◆ **Do this**:
Leave out any pictures and transcribe all other data below exactly.

=== Entries ===

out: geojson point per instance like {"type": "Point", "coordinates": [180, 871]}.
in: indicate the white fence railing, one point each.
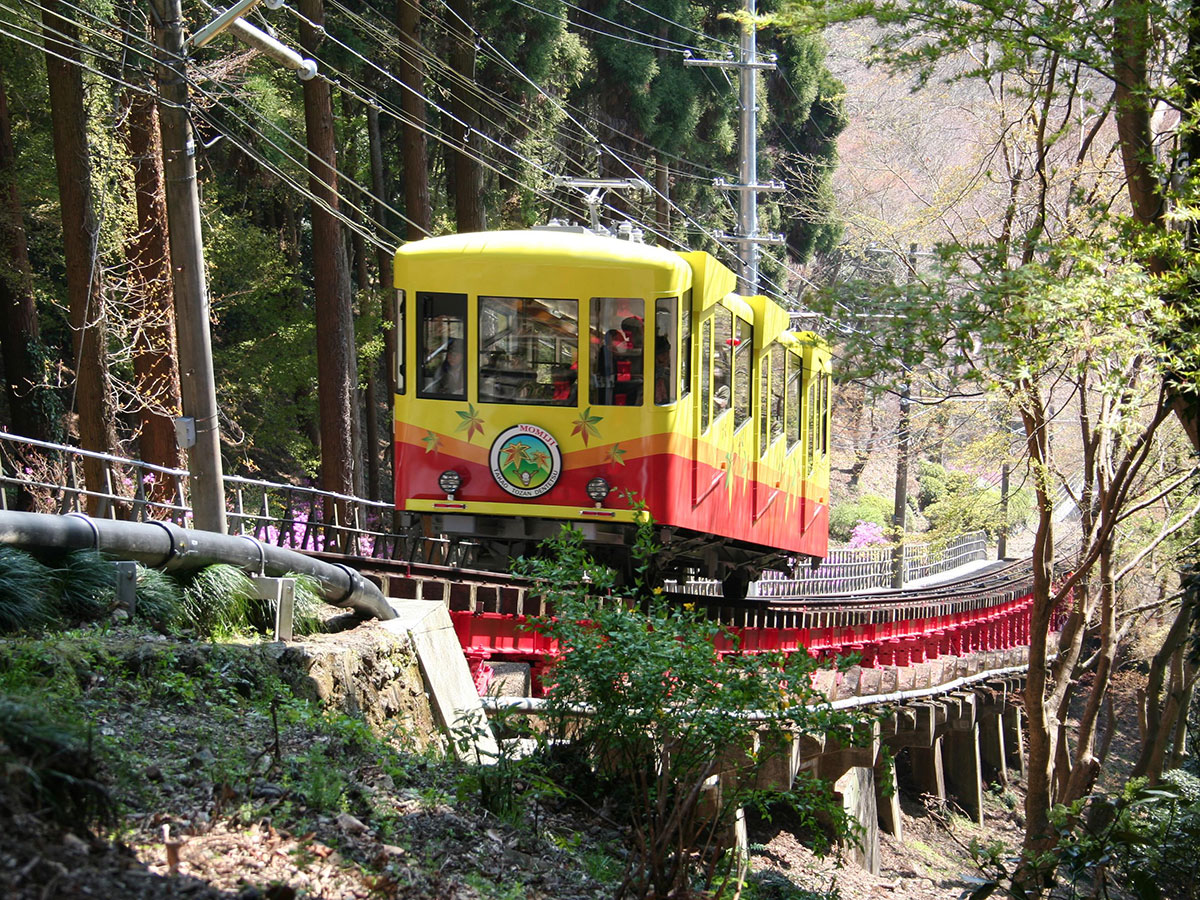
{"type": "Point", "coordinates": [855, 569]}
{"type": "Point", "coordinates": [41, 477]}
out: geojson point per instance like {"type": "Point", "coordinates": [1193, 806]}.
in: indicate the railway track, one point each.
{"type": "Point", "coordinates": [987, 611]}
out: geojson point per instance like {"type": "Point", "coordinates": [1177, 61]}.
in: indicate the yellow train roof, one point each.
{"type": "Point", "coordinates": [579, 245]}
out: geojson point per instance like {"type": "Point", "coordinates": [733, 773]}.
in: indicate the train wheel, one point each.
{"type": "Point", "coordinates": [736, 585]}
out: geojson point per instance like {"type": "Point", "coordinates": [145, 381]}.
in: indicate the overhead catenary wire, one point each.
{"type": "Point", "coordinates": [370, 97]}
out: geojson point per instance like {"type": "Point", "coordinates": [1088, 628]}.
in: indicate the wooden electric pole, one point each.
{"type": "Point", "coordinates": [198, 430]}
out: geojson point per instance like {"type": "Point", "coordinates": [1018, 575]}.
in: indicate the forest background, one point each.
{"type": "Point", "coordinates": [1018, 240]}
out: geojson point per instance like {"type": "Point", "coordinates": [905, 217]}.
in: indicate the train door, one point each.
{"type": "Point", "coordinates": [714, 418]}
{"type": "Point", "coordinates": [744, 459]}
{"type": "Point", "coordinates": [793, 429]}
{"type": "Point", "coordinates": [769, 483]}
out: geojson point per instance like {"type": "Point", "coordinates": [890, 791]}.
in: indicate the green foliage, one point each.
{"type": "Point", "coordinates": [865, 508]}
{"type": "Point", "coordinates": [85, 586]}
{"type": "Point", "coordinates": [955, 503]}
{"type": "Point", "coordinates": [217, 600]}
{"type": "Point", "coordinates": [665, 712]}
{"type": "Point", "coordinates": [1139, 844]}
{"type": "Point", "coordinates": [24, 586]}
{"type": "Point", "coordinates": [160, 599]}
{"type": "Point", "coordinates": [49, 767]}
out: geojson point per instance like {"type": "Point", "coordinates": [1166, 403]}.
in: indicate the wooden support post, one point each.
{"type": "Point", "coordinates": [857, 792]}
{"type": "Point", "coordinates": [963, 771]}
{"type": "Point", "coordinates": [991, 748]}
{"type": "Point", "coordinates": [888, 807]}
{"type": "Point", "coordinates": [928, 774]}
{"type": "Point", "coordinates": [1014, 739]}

===

◆ **Answer**:
out: geojson point per instance like {"type": "Point", "coordinates": [180, 871]}.
in: indicate the white fence railing, one point each.
{"type": "Point", "coordinates": [855, 569]}
{"type": "Point", "coordinates": [41, 477]}
out: geojson point per instance like {"type": "Point", "coordinates": [1193, 806]}.
in: indicate the railway track, one point each.
{"type": "Point", "coordinates": [987, 611]}
out: geojson point per instance like {"type": "Point", "coordinates": [1177, 61]}.
in: indicate the yellow train roof, one point each.
{"type": "Point", "coordinates": [579, 245]}
out: geojson point per instance like {"type": "Point", "coordinates": [733, 773]}.
in: indicate the train wheel, one point each.
{"type": "Point", "coordinates": [736, 585]}
out: geojson point per instance like {"type": "Point", "coordinates": [145, 381]}.
in: indicate the overhead catenary wire, one point each.
{"type": "Point", "coordinates": [370, 97]}
out: geojson point per instance like {"type": "Point", "coordinates": [1088, 628]}.
in: indicate the wooden electric pole, one point each.
{"type": "Point", "coordinates": [198, 430]}
out: geojson point per instance like {"type": "Point", "coordinates": [1018, 575]}.
in: indicate the forest background, one point each.
{"type": "Point", "coordinates": [1018, 240]}
out: geojson point per instance like {"type": "Point", "coordinates": [905, 217]}.
in: indicate the train door, one point each.
{"type": "Point", "coordinates": [714, 418]}
{"type": "Point", "coordinates": [744, 459]}
{"type": "Point", "coordinates": [793, 429]}
{"type": "Point", "coordinates": [769, 483]}
out: geojson point per instance like {"type": "Point", "coordinates": [890, 791]}.
in: indicate the green foliage, one point each.
{"type": "Point", "coordinates": [865, 508]}
{"type": "Point", "coordinates": [85, 586]}
{"type": "Point", "coordinates": [955, 503]}
{"type": "Point", "coordinates": [217, 600]}
{"type": "Point", "coordinates": [665, 712]}
{"type": "Point", "coordinates": [1139, 844]}
{"type": "Point", "coordinates": [24, 586]}
{"type": "Point", "coordinates": [160, 599]}
{"type": "Point", "coordinates": [49, 767]}
out: geojson point per instance like {"type": "Point", "coordinates": [1166, 403]}.
in: indicate the wooden support post, one point each.
{"type": "Point", "coordinates": [857, 792]}
{"type": "Point", "coordinates": [963, 771]}
{"type": "Point", "coordinates": [991, 748]}
{"type": "Point", "coordinates": [888, 807]}
{"type": "Point", "coordinates": [928, 774]}
{"type": "Point", "coordinates": [1014, 739]}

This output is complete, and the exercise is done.